*WHAT YOU SHOULD DO*
Would you repeat each line below precisely as it stands?

*** TASK INPUTS Section Begins ***

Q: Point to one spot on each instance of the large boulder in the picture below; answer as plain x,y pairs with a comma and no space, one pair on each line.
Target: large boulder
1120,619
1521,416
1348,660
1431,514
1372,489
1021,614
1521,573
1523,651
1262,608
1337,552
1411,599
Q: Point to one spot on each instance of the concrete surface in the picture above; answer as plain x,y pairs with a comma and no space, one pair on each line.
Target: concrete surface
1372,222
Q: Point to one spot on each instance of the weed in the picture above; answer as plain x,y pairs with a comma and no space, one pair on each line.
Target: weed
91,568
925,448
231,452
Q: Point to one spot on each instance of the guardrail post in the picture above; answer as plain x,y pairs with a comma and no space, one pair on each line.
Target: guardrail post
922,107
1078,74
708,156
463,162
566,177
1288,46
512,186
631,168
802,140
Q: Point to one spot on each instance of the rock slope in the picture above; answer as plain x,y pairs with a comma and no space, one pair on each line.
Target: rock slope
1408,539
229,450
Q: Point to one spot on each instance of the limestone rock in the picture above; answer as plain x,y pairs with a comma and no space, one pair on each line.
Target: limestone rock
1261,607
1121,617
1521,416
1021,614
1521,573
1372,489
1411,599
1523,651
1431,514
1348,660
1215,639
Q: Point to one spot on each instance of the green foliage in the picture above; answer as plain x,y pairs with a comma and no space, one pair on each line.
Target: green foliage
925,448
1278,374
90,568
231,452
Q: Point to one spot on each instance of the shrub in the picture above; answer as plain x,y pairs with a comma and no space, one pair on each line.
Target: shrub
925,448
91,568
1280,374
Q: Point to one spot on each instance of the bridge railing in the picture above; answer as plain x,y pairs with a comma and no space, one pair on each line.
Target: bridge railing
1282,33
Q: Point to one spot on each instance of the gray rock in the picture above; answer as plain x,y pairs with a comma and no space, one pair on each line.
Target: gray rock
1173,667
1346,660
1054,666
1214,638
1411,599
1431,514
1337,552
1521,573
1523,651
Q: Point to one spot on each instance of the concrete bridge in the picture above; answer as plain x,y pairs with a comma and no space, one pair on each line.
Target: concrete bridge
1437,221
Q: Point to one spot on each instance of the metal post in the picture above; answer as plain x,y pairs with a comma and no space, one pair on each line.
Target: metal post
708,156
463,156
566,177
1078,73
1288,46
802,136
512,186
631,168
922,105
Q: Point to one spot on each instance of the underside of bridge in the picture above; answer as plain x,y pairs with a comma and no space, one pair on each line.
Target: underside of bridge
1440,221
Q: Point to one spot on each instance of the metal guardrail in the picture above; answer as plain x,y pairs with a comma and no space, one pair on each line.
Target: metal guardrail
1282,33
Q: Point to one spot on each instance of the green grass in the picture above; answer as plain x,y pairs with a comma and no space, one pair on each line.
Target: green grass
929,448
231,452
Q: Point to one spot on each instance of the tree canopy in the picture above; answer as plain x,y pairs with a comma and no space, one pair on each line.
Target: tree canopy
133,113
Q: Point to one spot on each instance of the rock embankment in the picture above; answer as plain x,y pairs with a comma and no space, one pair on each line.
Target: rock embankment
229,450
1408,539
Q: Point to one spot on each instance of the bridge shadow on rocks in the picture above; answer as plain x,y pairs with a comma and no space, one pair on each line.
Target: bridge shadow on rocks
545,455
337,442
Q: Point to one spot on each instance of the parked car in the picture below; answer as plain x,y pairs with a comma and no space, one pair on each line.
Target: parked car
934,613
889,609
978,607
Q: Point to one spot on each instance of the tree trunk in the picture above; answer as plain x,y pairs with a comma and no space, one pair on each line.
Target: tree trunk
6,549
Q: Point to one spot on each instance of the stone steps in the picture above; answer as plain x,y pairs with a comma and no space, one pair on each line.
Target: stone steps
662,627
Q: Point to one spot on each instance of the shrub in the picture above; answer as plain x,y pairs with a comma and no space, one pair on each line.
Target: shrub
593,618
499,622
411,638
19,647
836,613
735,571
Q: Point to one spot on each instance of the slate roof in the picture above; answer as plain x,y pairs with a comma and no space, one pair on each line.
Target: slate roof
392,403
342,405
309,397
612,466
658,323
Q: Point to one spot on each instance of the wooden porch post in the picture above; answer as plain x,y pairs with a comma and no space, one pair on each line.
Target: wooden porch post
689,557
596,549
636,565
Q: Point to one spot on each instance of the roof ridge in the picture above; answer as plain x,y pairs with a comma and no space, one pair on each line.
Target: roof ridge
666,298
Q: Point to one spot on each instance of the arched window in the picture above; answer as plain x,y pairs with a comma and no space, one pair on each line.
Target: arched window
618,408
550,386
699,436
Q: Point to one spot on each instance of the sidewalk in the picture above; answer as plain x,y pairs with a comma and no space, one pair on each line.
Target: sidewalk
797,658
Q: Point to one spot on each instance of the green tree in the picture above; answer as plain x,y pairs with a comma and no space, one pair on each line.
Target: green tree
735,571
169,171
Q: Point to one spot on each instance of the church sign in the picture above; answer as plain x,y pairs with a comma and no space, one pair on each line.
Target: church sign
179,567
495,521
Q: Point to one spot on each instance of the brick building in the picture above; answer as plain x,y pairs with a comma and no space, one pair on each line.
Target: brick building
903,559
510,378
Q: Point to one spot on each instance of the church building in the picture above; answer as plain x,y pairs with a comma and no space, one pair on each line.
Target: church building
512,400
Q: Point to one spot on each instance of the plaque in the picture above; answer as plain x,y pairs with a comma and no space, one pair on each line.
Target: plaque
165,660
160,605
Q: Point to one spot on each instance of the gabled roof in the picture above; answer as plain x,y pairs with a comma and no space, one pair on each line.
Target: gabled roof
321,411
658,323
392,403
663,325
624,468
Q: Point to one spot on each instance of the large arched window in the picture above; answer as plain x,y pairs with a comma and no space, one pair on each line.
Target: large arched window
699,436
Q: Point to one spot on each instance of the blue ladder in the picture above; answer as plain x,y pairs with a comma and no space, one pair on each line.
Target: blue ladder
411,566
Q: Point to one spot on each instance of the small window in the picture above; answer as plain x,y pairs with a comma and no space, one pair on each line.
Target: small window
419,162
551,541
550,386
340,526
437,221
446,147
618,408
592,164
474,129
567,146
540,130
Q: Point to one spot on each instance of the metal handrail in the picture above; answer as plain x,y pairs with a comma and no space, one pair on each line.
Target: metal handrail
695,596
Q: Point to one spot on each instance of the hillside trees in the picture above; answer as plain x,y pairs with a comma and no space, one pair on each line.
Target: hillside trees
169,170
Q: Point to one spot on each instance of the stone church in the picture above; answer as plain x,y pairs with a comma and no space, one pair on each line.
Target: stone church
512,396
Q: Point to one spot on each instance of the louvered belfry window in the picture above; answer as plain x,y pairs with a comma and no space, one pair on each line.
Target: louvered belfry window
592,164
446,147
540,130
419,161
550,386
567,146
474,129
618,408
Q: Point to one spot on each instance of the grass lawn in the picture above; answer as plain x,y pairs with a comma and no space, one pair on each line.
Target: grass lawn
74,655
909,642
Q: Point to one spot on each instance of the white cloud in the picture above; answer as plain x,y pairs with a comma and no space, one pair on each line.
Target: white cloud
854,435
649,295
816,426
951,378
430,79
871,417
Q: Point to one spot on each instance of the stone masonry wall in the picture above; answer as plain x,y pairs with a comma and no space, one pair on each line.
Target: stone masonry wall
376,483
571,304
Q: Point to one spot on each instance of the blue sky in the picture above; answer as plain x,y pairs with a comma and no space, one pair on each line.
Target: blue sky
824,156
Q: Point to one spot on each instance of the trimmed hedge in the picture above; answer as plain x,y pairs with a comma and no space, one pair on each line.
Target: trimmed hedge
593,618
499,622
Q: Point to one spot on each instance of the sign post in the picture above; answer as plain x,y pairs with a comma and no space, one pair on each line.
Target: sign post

*** TASK INPUTS Section Ends ***

*EXERCISE RESULT*
Q: Point to one spot on each instance of the large boulder in the picture below; answer as plain x,y pairs with a comma and no space, one pair on each line.
Target: large boulder
1120,619
1521,416
1348,660
1431,514
1372,489
1021,614
1521,573
1523,651
1262,608
1337,552
1411,599
Q: Point to one spot on each instance of the concrete surface in the picture above; answer as plain x,y pairs with a comma and no space, one pair on each line.
Target: concrete surface
1372,222
Q: Point to one spot on each instance of the weed in the picture above; answer as plain x,y pairs with a comma and no space, one pair on each line.
Target: weed
91,568
925,448
231,452
Q: Point to one spot on each instance of the guardrail post in the picture above; answer as plain x,y pairs with a comma and no space, one pair on each line.
Target: guardrail post
922,107
1078,74
708,156
463,162
566,177
1288,46
512,186
631,168
802,140
Q: Point to one spot on each instance of the rock slope in the picture above; answer as plain x,y pairs with a comma and no space, one pair on each line.
Target: rock slope
1408,539
229,450
Q: Point to one spot on each instance of the limestone rock in the picture above; answer as plain x,y pairs with a comma and no space, one pair on each line.
Target: limestone rock
1261,607
1121,617
1521,416
1021,614
1521,573
1372,489
1411,599
1523,651
1431,514
1348,660
1215,639
Q: Point to one spot on each instance of the green foliage in the picture above; answer as plain x,y pairs with a comma and no space, one pair on each line.
Target: green foliage
925,448
1278,374
90,568
231,452
Q: Point to one spot on each instance of the shrub in the picture above; answer as plain x,y pairs with a comma and no space, one pair on each line.
Target: shrub
925,448
91,568
1280,374
Q: Point to one spot on each instance of the bridge railing in the picture above; answer as plain x,y pairs with a comma and no space, one pair on each line.
Target: bridge railing
1282,33
Q: Point to one spot on each instance of the gray rock in the picture above; answer as plain x,y pairs with a comma and no space, one pair on each line.
Target: gray rock
1173,667
1346,660
1054,666
1214,638
1411,599
1431,514
1337,552
1521,573
1523,651
Q: Point to one spot on each instance of the concrete bridge in the picture above; answer as plain x,y pairs with a comma and no space, one pair on each line.
Target: concrete bridge
1437,221
Q: Point to one spot on each instance of the metal post in the picture above; answer as plain x,y pairs with a comma and no space, one pair on each line.
Target: metal post
708,156
463,156
566,177
1078,73
1288,46
802,136
512,186
631,168
922,105
Q: Point to one spot on each instance of the underside of bridge in the picture above; answer as plain x,y pairs with a comma and no space, one pair on each line.
Target: underside of bridge
1440,221
Q: Point to one spot on each instance of the metal guardrail in the picture above; answer as plain x,y pairs with a comma and no space, one pair on each line.
Target: metal guardrail
1282,33
Q: Point to one spot on each instance of the green grass in the picture above; answer as plain x,y pairs with a comma and no space, one pair on each line.
Target: green grass
929,448
231,452
Q: Point to one spot on each instance of the tree canopy in the picture above; answer as plain x,y pairs with a comma and no space, one pair on each line.
Target: tree canopy
133,113
Q: Point to one spot on each instance of the rock embankment in the picture above; answer as plain x,y pairs with a comma and no space, one pair on each line.
Target: rock embankment
229,450
1408,539
Q: Point to one spot on each instance of the bridge shadow on rocks in the picture above; answer as plain x,y pairs with a comma and no space, one pair on each line.
Target: bridge shadow on rocks
545,455
337,442
Q: Point to one spot on each instance of the parked car in the picture below; answer as plain x,y pairs with a comma and no space, one pair on each line.
Target: parked car
934,613
889,609
978,607
Q: Point to one spot on each instance of the tree trunk in the picture above; answer as plain x,y pairs with a comma and no space, one pair on each line.
Target: tree trunk
6,549
Q: Point to one spot on each instance of the stone steps in the picture above; answer as plain x,y pairs with a comma and no space, one pair on each line.
Target: stone steps
662,627
Q: Point to one spot on each instance of the shrub in the picture above; answer as plain x,y pairs with a comma and no space, one pair on each line.
Target: shrub
593,618
499,622
411,638
19,647
836,613
735,571
Q: Point to one spot on each instance of the slate roof in the picture above; answer as plain x,y pairs with a comma and no space, one pair on each line.
Target: slate roof
392,403
342,405
309,397
612,466
658,323
Q: Point to one spot on each instance of the wooden porch post in the picture above; answer as plain x,y pairs with a comma and no space, one pair on each line.
Target: wooden porch post
689,557
596,549
636,565
Q: Point to one spot on each instance of the roof ridge in the picture above; answer as plain x,y pairs with a comma and no space, one pair on each line.
Target: roof ridge
666,298
Q: Point to one spot on each instance of the arched window in the picture above; answer as plain x,y pairs with a comma and no space, one pair on each line.
Target: arched window
618,408
550,386
699,436
Q: Point to one spot on each instance of the sidewalk in the picture above; answer as plain x,y pairs with a comma and no space, one pair on each line.
Target: sidewalk
797,658
Q: Point to one spot on each instance of the green tree in the picture above; answer as plain x,y pairs with a comma and no space, one pair on each line.
Target: green tree
735,571
169,171
Q: Point to one spot on each instance of the church sign in the picture above; answer as plain x,y pairs with a comma and no space, one pair on each line.
Target: church sign
179,567
495,521
Q: Point to one spot on each instance of the brick building in the picture above; answer as plain x,y pairs with a comma and no space, one pair on each line.
Target: brick building
903,559
510,378
Q: Point to one spot on each instance of the church building in the picture above; answer as plain x,y pairs with a comma and no space, one pair on each line.
Target: church building
512,400
Q: Point to one spot on each instance of the plaque in the picture above; answer as plain x,y pairs with a comma and no space, one pair on each line.
Target: plaque
165,660
160,605
Q: Point to one spot on each instance of the gabled roof in the picture above; answer as plain x,y pairs with a comma and no space, one pair on each line.
Target: gabled roof
321,411
658,323
392,403
663,325
624,468
Q: Point to one spot on each instance of the large arched window in the picture above; answer as plain x,y pairs with a comma and no space, one pair on each line.
Target: large arched window
699,436
Q: Point to one spot on each instance of the blue ladder in the picture above; answer as plain x,y pairs with a comma and no space, one pair on each line.
Target: blue ladder
411,566
Q: Point to one spot on each instance of the small window in the picture above; answer as plain x,y pairs with a comma and no space, one pair on each line.
Target: small window
419,162
551,541
550,386
340,526
437,221
446,147
618,408
592,164
474,129
567,146
540,130
Q: Point to one spot on each instance of the metal handrail in the picture above; answer as plain x,y pairs with a comma and no space, one pair on each line.
Target: metal handrail
695,596
Q: Point to one spot on each instance of the hillside trees in the picture above; answer as plain x,y pairs with a comma and no space, one pair on each line.
Target: hillside trees
169,170
Q: Point to one spot on each instance of the stone church in the picture above; answer as plain x,y pairs with a comma and no space, one pair on each line.
Target: stone church
512,396
Q: Point to one spot on each instance of the louvered belfry window in the picture above; answer as plain x,y pairs with a comma and no space, one pair on each line.
Target: louvered belfry window
592,164
446,147
540,130
419,161
550,386
567,146
474,129
618,408
Q: Point to one spot on each instance of the grass lawn in the picture above; answer as plain x,y pairs with a comma and no space, one pair on each line.
Target: grass lawn
74,655
909,642
Q: Point to one spot on each instance of the white cloud in the picture above; answer as plain x,y pairs with a comma and no space, one pair on each line.
Target: white cloud
854,435
649,295
816,426
951,378
430,79
871,417
Q: Point to one spot on each instance of the stone masonry wall in the picture above; answer as plain x,y pairs with a comma and no space, one pair on each line.
Target: stone masonry wall
376,483
571,304
Q: Point to one spot on each instance of the blue sky in the picture above; answer as plain x,y pairs with a comma and no space, one pair on each line.
Target: blue sky
824,156
Q: Point to one spot on each instance of the trimmed hedge in the picture above; answer as plain x,y pairs with a comma and no space, one pair on each line.
Target: trimmed hedge
593,618
499,622
Q: Point to one spot on each instance of the sign post in the picture above; answer as plain x,y pairs with a comma and no space, one pair on each line.
Target: sign post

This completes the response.